抜粋:

(昭和22年=1947年7月、岩手県にて。長編詩「暗愚小傳」発表月の高村光太郎<1883-1956>・65歳)
高村光太郎詩集『典型』昭和25年(1950年)10月25日・中央公論社刊(昭和26年5月・第2回読売文学賞受賞)
詩集『典型』高村光太郎自装口絵
全編を前回でご紹介した6部構成・全20章からなる長編詩「暗愚小傳」は筑摩書房発行の総合誌「展望」昭和22年(1947年)7月号に一挙掲載されて発表されました。詩人沒後の研究で、日記や書簡、未定稿からこの自伝的長編詩の構想と執筆は後に各章をなす個別の詩編から昭和21年1月頃に始まり、同年5月には未定稿が進み、9月には「暗愚の歴史」として全体の構成を立てて友人の詩人(高村が詩集『典型』編集を託した宮崎稔)宛ての書簡で進行を伝えるとともに2種類の構想メモが残されています。
I
(暗愚の歴史)
渦中に育つ
○土下座(憲法発布)○お爺さん○御前彫刻(明治天皇)○東郷元帥
反逆
○ボードレール○ロダン○おれにもかける
「道程」
○爆発○無頼
智恵子
○清浄光明○死、死
二律背反
○かけもどる○はやしや○必勝○必死○一切亡失(×わが詩をよみて人死につけり)
どん底
○山林○人類○美
これが構想「I」で、「II」では、
II
渦中に育つ
○土下座○阿爺さん○御前彫刻○楠公銅像○原型展覧
反逆
○ボオドレエル○ロダン○おれにも書ける
「道程」
○爆発○無頼
智恵子
○清浄光明○死、死
二律背反
○馳けもどる○はやしや○必勝○必死○一切亡失
原始 源泉
○神にはまさず○山林○美しきもの満つ○どん底○源泉
この「I」「II」の構想から、完成稿では、
家
土下座(憲法発布)
ちよんまげ
郡司大尉
日清戦争
御前彫刻
建艦費
楠公銅像
轉 調
彫刻一途
パリ
反 逆
親不孝
デカダン
蟄 居
美に生きる
おそろしい空虚
二 律 背 反
協力会議
真珠湾の日
ロマン ロラン
暗愚
終戦
爐 邊
報告(智恵子に)
山林
――になっています。対照させると、
家(完成稿・7章)←渦中に育つ(I・4章、II・5章)
轉調(完成稿・2章)←反逆(I・3章、II・3章)
反逆(完成稿・2章)←「道程」(I・2章、II・2章)
蟄居(完成稿・2章)←智恵子(I・2章、II・2章)
二律背反(完成稿・5章)←二律背反(I・5章、II・5章)

課題内容:
次の1.～3.が抜粋の内容と合っているかどうかを判断し、それぞれ「はい」か「いいえ」で答えたうえで、決め手となる抜粋の語句をそのまま引用しなさい。
1. 「暗愚小傳」は雑誌「展望」の昭和22年7月号に発表された。
2. 完成稿の「蟄居」は3章から成る。
3. 「暗愚小傳」は6部・全20章で構成されている。
このあとに並ぶ行は、ここでは一切使いません。

保存された行:

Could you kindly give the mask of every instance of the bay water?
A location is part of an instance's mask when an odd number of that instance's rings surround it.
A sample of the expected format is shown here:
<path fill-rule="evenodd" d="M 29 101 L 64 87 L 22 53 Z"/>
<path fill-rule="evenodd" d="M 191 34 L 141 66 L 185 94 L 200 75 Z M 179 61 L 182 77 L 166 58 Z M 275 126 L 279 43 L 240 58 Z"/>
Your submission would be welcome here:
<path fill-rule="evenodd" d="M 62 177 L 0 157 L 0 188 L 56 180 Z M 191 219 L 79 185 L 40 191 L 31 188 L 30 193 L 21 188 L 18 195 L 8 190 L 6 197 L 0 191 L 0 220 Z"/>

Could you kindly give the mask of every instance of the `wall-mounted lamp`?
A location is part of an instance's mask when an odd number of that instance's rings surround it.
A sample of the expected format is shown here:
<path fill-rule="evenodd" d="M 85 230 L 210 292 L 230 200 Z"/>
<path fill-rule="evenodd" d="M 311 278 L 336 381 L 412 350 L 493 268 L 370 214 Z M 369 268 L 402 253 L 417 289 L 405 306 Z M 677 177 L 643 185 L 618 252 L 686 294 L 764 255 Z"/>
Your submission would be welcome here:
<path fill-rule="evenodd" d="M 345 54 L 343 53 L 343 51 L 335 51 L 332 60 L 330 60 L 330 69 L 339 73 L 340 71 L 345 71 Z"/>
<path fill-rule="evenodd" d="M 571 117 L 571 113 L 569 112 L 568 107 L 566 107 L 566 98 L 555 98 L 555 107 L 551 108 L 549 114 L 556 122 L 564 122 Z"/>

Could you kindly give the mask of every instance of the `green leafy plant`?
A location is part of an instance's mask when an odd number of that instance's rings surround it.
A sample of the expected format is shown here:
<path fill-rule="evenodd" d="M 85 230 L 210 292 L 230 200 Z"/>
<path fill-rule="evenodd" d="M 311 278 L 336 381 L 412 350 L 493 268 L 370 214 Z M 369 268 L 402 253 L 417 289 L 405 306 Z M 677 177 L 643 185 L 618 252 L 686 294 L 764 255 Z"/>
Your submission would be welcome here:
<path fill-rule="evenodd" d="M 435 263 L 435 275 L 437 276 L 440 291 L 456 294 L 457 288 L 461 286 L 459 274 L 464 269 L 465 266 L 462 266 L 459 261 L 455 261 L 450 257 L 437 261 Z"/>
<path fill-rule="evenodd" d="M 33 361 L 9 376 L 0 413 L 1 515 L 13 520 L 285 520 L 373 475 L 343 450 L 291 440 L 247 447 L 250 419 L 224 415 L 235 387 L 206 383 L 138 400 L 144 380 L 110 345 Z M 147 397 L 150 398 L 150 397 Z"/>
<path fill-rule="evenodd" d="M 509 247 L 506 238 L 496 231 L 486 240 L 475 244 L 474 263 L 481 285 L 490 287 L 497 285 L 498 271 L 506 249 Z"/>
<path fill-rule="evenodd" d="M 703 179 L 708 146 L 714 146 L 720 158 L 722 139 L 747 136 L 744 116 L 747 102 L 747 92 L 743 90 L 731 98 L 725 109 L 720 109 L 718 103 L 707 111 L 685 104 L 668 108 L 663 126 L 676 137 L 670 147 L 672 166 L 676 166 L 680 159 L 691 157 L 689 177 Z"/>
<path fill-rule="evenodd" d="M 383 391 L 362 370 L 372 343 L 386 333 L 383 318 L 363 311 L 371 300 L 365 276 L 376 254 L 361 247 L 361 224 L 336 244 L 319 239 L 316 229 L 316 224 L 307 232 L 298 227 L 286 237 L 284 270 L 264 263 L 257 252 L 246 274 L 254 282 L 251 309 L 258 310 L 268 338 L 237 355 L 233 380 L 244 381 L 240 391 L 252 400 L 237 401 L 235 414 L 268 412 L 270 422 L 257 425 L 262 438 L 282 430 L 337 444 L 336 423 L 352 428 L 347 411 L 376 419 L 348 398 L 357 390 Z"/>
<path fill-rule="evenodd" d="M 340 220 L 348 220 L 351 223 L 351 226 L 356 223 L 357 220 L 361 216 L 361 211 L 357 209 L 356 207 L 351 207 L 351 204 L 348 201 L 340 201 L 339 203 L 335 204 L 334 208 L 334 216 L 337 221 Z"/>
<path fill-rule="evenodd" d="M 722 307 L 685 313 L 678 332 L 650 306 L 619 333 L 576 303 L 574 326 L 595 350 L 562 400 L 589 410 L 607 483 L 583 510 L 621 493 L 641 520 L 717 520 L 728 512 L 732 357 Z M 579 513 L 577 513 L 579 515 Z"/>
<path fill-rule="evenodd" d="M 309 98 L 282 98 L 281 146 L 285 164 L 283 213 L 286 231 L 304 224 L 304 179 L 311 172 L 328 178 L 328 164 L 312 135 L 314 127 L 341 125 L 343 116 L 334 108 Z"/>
---
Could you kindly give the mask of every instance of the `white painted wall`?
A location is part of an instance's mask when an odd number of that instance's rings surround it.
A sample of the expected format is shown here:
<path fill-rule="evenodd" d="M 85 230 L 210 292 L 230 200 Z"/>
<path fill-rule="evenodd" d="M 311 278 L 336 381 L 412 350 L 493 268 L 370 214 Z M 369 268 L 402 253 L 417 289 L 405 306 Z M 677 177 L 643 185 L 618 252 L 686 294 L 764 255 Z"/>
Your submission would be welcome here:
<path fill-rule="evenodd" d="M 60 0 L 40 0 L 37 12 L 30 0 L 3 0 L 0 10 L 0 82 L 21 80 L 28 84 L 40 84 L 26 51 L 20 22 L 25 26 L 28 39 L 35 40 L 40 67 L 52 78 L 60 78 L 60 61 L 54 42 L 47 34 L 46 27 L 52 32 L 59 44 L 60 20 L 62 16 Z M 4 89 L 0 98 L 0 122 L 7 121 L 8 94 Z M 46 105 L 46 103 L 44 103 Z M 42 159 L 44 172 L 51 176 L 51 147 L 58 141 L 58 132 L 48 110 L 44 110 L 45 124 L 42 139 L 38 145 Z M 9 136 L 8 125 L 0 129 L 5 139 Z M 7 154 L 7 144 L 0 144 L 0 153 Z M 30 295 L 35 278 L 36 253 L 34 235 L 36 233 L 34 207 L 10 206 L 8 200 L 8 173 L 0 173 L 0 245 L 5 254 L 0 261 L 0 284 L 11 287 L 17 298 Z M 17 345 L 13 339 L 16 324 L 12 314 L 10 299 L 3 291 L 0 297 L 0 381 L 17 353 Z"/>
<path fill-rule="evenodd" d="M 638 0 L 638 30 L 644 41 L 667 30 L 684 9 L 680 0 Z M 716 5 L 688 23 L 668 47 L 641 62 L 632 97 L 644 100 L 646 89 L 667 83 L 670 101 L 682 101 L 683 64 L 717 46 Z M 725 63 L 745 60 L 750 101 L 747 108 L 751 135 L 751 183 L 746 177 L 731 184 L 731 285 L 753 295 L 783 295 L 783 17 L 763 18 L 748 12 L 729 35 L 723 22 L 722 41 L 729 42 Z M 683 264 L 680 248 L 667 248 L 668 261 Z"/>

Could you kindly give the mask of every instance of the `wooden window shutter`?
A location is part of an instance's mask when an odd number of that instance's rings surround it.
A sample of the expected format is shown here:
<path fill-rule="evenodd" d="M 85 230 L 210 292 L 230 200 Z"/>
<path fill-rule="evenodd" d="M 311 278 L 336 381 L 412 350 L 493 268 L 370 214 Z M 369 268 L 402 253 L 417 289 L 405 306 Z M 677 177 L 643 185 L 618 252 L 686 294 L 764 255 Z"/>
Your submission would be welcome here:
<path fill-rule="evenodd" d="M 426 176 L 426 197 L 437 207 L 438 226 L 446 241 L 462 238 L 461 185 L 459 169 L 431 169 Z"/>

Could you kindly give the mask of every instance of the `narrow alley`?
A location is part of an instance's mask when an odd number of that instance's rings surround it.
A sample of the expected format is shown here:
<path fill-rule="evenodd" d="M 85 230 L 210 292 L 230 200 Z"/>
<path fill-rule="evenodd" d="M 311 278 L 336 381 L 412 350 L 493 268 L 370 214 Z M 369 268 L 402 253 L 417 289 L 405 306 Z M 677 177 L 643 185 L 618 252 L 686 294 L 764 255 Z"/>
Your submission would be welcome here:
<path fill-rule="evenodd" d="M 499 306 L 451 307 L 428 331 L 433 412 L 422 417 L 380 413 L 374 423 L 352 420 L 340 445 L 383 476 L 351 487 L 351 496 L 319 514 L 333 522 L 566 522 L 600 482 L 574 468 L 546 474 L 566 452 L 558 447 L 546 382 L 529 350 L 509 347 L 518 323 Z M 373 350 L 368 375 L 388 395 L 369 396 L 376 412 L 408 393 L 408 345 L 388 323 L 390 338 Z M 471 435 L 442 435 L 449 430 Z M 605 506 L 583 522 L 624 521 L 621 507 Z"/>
* * *
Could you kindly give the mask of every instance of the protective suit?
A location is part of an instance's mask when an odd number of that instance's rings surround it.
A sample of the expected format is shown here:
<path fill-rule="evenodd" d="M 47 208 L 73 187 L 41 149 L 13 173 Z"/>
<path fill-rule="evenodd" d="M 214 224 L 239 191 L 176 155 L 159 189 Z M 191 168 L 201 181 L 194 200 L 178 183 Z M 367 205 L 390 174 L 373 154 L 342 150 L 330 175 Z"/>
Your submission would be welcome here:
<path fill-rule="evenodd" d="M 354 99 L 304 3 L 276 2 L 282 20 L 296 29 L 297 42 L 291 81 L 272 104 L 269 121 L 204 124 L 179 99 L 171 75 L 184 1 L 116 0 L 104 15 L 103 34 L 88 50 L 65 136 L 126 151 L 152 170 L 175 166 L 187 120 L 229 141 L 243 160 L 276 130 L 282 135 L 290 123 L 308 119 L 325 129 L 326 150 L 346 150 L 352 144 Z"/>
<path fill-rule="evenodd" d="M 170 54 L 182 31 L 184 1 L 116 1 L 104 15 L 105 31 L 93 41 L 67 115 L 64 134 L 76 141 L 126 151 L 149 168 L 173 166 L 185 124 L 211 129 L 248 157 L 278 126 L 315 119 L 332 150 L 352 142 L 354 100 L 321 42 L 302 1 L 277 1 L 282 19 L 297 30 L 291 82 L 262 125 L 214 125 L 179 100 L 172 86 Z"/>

解答:
1. はい(根拠:「展望」昭和22年(1947年)7月号に一挙掲載されて発表されました)
2. いいえ(根拠:蟄居(完成稿・2章))
3. はい(根拠:6部構成・全20章)